→ PROBLEM TO SOLVE:
Render these records as a Markdown table with a Row column holding the line number and a Line column holding the line's text, skipping any blank lines.

Location identification records:
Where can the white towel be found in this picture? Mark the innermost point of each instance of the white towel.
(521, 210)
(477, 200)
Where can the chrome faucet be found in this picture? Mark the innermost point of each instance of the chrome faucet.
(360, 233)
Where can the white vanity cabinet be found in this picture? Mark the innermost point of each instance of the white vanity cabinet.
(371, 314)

→ FINISHED EXERCISE:
| Row | Line |
|---|---|
| 1 | Where can the white towel be found in this picture? Mark the innermost point of each instance of the white towel. |
| 2 | (521, 210) |
| 3 | (477, 200) |
| 4 | Where can the chrome faucet be found in this picture? Mark the innermost point of each instance of the chrome faucet. |
| 5 | (360, 233) |
| 6 | Where can the white vanity cabinet be found in this picture? Mark the innermost point of each instance of the white vanity cabinet. |
| 7 | (371, 314) |